(Coordinate annotation records)
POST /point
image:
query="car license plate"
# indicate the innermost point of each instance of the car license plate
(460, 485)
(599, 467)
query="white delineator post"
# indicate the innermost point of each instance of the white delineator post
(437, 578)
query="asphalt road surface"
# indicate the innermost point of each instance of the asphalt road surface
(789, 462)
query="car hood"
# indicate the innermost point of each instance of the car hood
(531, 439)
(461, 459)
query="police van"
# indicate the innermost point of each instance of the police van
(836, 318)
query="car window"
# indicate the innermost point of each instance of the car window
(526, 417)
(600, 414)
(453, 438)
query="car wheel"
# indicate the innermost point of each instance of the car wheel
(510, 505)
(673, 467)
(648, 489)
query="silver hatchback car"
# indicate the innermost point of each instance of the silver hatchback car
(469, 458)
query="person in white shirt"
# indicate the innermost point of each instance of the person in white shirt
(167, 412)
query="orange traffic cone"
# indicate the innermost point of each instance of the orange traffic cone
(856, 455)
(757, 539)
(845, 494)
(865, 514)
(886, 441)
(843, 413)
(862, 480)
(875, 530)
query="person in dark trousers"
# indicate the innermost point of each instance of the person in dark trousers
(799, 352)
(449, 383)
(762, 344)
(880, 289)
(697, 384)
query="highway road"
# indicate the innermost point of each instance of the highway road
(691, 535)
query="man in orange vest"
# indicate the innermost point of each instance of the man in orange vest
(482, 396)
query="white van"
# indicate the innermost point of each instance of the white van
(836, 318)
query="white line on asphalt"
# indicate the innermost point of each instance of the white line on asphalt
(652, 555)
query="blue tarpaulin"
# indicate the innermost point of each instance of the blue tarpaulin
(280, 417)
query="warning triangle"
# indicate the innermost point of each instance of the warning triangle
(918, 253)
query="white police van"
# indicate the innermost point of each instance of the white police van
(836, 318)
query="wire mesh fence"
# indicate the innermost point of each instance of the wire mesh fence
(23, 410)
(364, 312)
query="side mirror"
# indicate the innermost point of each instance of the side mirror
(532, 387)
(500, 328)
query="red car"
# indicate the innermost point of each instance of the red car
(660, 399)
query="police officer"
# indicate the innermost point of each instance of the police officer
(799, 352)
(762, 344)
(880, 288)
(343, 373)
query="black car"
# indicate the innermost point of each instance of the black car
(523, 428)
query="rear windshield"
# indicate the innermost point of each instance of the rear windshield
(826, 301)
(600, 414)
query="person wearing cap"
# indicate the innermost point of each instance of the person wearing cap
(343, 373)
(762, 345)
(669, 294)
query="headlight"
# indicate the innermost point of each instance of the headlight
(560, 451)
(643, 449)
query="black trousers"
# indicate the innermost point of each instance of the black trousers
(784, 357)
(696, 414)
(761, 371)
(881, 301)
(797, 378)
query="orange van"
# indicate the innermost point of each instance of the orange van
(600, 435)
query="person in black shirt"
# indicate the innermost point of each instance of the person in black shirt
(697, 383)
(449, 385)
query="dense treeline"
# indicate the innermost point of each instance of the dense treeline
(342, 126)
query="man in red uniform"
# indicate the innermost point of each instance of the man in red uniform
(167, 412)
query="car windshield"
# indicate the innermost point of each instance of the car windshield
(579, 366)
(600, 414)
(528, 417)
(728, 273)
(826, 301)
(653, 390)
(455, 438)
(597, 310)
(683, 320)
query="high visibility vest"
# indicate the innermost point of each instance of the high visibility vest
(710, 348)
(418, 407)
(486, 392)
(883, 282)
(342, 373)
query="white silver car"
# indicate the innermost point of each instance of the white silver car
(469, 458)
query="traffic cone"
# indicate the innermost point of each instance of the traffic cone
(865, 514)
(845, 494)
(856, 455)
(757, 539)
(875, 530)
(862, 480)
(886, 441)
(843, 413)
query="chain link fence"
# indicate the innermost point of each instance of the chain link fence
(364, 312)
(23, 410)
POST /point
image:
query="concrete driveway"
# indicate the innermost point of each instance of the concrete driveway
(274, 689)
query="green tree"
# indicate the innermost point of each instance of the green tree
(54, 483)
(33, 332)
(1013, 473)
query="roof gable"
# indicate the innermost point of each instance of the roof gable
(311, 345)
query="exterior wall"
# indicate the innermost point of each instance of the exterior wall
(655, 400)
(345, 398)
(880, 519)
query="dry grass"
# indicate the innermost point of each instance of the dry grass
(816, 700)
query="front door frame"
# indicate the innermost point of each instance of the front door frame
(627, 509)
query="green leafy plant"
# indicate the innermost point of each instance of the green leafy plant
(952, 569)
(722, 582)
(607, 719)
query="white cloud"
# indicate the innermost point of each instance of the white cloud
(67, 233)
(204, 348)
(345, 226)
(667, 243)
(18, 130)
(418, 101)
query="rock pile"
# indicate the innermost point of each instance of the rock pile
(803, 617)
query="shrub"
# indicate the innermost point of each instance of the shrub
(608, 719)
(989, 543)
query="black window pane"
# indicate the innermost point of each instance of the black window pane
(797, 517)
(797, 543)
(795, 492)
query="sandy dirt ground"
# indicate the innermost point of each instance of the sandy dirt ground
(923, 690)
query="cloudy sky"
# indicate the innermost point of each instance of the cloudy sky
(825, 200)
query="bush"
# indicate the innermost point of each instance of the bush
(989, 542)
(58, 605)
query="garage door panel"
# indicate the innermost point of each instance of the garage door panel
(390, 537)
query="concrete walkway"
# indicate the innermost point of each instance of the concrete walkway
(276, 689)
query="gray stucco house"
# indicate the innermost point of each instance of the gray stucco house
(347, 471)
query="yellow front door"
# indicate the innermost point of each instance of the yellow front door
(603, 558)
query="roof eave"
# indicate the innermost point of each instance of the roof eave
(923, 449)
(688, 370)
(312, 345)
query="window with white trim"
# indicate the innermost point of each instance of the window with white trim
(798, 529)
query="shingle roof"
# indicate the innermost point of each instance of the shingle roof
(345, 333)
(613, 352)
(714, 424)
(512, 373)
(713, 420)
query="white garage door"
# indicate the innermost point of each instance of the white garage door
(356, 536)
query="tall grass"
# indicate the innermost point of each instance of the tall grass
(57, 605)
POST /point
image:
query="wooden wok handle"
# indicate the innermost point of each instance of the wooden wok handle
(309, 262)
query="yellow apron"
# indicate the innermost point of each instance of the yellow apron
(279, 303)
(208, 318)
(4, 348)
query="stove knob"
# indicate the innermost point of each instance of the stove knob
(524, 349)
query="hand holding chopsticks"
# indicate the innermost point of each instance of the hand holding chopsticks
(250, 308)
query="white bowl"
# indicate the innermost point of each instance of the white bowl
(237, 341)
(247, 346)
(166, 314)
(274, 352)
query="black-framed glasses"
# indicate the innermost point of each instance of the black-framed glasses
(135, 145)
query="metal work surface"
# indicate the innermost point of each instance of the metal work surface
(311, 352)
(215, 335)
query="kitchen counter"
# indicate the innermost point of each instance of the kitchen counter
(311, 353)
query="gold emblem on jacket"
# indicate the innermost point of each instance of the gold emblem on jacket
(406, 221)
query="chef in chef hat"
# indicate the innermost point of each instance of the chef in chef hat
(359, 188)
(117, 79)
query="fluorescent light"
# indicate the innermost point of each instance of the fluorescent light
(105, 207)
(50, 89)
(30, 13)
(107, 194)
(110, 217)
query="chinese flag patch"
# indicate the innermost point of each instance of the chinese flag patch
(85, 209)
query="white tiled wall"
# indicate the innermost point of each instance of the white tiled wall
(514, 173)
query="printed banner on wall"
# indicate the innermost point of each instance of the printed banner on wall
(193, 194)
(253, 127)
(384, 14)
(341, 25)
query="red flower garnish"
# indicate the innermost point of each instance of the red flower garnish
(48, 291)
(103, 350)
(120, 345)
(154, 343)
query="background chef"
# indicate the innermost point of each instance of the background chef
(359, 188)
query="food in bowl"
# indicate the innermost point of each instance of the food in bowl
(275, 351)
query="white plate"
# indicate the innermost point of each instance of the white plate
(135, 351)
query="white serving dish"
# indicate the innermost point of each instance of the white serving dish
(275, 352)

*Stated task:*
Select every line in the entries above that contains the word "triangle", and copy each one. Case counts.

*Answer below:*
query="warning triangle"
# indicate the innermost point of each instance of the warning triangle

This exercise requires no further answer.